Items in a dataset:
┏━━

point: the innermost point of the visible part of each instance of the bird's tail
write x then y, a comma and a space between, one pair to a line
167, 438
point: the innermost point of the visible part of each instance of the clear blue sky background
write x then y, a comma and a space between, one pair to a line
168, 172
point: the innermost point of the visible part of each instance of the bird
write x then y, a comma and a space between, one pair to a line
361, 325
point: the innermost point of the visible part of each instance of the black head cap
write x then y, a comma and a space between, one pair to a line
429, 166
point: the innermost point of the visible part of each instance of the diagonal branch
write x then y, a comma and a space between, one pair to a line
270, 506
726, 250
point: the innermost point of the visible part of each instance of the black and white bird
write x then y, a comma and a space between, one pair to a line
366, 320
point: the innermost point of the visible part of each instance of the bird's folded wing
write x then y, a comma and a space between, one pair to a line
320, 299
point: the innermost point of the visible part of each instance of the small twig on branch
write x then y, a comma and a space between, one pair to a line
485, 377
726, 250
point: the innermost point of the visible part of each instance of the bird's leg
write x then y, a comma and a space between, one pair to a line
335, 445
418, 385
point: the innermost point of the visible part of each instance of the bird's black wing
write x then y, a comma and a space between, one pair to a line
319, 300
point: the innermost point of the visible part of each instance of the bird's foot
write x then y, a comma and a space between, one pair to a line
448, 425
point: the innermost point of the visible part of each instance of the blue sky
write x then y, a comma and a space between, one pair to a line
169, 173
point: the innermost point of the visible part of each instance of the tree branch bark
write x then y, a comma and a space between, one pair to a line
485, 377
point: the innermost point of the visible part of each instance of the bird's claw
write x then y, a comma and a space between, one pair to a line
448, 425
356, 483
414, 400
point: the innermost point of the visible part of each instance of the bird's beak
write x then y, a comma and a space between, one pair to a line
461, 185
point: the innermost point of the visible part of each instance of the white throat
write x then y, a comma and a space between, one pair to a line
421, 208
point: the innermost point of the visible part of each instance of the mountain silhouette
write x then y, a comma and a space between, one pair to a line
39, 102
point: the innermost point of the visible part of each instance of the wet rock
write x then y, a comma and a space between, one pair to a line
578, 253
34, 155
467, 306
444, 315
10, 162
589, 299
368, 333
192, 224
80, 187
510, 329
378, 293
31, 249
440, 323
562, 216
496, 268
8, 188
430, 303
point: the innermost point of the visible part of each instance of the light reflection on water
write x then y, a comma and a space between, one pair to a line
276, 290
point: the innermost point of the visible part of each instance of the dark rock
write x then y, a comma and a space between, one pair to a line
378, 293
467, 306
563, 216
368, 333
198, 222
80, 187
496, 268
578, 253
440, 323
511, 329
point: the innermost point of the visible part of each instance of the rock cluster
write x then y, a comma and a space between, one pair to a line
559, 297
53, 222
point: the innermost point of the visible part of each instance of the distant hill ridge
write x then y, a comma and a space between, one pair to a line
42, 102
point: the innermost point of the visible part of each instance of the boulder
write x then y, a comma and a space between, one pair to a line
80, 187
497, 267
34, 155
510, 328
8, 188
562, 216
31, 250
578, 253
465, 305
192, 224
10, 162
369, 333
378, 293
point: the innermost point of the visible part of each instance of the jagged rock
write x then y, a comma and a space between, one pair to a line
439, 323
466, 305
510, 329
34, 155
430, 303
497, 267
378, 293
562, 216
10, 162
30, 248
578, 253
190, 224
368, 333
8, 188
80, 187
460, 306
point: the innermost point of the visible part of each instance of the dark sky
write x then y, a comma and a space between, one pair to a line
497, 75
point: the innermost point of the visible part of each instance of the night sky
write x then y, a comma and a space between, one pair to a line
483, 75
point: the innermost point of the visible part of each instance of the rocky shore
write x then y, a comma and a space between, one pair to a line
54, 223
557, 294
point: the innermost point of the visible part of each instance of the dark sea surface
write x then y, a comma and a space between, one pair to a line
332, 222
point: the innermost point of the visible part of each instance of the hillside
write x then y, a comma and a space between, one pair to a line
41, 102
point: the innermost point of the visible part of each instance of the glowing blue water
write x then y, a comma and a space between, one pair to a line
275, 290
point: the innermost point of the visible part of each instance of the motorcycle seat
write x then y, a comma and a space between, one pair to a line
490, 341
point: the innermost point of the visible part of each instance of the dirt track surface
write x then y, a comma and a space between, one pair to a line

┗━━

__Given task__
Lay out all of the data above as a numbered list, leaving out any blank lines.

__Exercise answer__
1. point: the innermost point of the visible part of each instance of the bird's tail
2. write x then y, a comma and a space between, one pair to a line
3. 167, 438
4. point: the innermost point of the visible part of each instance of the clear blue sky background
5. write x then y, a comma and a space between, one pair to a line
6. 168, 172
7. point: the innermost point of the visible part of each instance of the bird
8. write x then y, a comma and a space between, one pair to a line
9. 361, 325
10. point: the innermost point of the visible part of each instance of the black head cap
11. write x then y, a comma and a space between, one pair to a line
12. 429, 166
13. point: the innermost point of the visible part of each instance of the diagonal branch
14. write x then y, a comma and a space between, one pair to a line
15. 270, 506
16. 726, 250
17. point: the innermost point of the visible part of each instance of the black and white bird
18. write x then y, a comma and a space between, one pair to a line
19. 366, 320
20. point: the innermost point of the visible part of each instance of the bird's folded wing
21. write x then y, a comma and a space between, one pair to a line
22. 320, 299
23. point: the innermost point of the visible part of each instance of the small twig on branch
24. write x then y, a comma and a space between, one pair to a line
25. 485, 377
26. 726, 250
27. point: the innermost point of the visible part of each instance of the bird's leg
28. write x then y, a comma and a space between, one pair to a line
29. 335, 445
30. 418, 385
31. point: the innermost point of the visible part of each instance of the bird's black wing
32. write x then y, a comma and a space between, one pair to a line
33. 319, 300
34. point: the innermost point of the visible part of each instance of the bird's foot
35. write x then y, a comma and a space between, one pair to a line
36. 448, 425
37. point: the innermost point of the visible part of each instance of the blue sky
38. write x then y, a comma and a space between, one pair to a line
39. 169, 173
40. point: the innermost point of the visible part of each instance of the tree branch bark
41. write x then y, a comma and a space between, one pair to a line
42. 485, 377
43. point: the innermost point of the visible part of each instance of the bird's claw
44. write x then y, a comma and a space between, one pair to a line
45. 448, 425
46. 356, 483
47. 414, 400
48. point: the innermost point of the visible part of each instance of the bird's beak
49. write x then y, a comma and a space between, one pair to a line
50. 461, 185
51. point: the innermost point of the visible part of each instance of the white throat
52. write x then y, a comma and a space between, one pair to a line
53. 421, 208
54. point: the innermost point of the visible part of each instance of the mountain silhouette
55. write x then y, a comma and a space between, one pair to a line
56. 39, 102
57. point: the innermost point of the visible part of each instance of the wet rock
58. write x then y, a comma and a space between, one pair to a line
59. 578, 253
60. 34, 155
61. 467, 306
62. 444, 315
63. 10, 162
64. 589, 299
65. 368, 333
66. 192, 224
67. 80, 187
68. 510, 329
69. 378, 293
70. 31, 249
71. 440, 323
72. 562, 216
73. 496, 268
74. 8, 188
75. 430, 303
76. point: the innermost point of the visible part of each instance of the light reflection on water
77. write x then y, a comma and a space between, one pair to a line
78. 276, 290
79. point: the innermost point of the visible part of each instance of the dark rock
80. write x then y, a comma and a space between, one pair to a line
81. 378, 293
82. 467, 306
83. 563, 216
84. 368, 333
85. 198, 222
86. 80, 187
87. 496, 268
88. 578, 253
89. 440, 323
90. 511, 329
91. point: the innermost point of the visible part of each instance of the rock cluster
92. write x then y, a comma and a space between, one pair to a line
93. 559, 297
94. 53, 222
95. point: the innermost point of the visible part of each instance of the distant hill ridge
96. write x then y, a comma and a space between, one pair to a line
97. 42, 102
98. point: the innermost point of the visible part of each instance of the boulder
99. write x then y, a comma and a space between, one pair to a line
100. 80, 187
101. 497, 267
102. 34, 155
103. 510, 328
104. 8, 188
105. 562, 216
106. 31, 250
107. 578, 253
108. 465, 305
109. 192, 224
110. 10, 162
111. 369, 333
112. 378, 293
113. point: the innermost point of the visible part of each instance of the jagged rock
114. write x then y, a comma and a space between, one pair to a line
115. 439, 323
116. 466, 305
117. 510, 329
118. 34, 155
119. 430, 303
120. 497, 267
121. 378, 293
122. 562, 216
123. 10, 162
124. 30, 248
125. 578, 253
126. 190, 224
127. 368, 333
128. 8, 188
129. 80, 187
130. 460, 306
131. point: the innermost point of the visible part of each instance of the dark sky
132. write x then y, a comma and a space between, one pair to a line
133. 497, 75
134. point: the innermost point of the visible part of each instance of the night sky
135. write x then y, a comma and a space between, one pair to a line
136. 483, 75
137. point: the innermost point of the visible part of each instance of the rocky shore
138. write x then y, a comma and a space between, one pair to a line
139. 54, 223
140. 557, 294
141. point: the innermost point of the visible part of each instance of the dark sea surface
142. write x then y, a comma and a space between, one pair to a line
143. 332, 222
144. point: the innermost point of the visible part of each instance of the hillside
145. write x then y, a comma and a space between, one pair to a line
146. 41, 102
147. point: the innermost point of the visible part of each instance of the glowing blue water
148. write x then y, a comma and a space between, one pair to a line
149. 275, 290
150. point: the innermost point of the visible part of each instance of the motorcycle seat
151. write x then y, a comma and a space between, one pair to a line
152. 490, 341
153. point: the innermost point of the visible part of each instance of the dirt track surface
154. write x then y, a comma and a space between, one pair to a line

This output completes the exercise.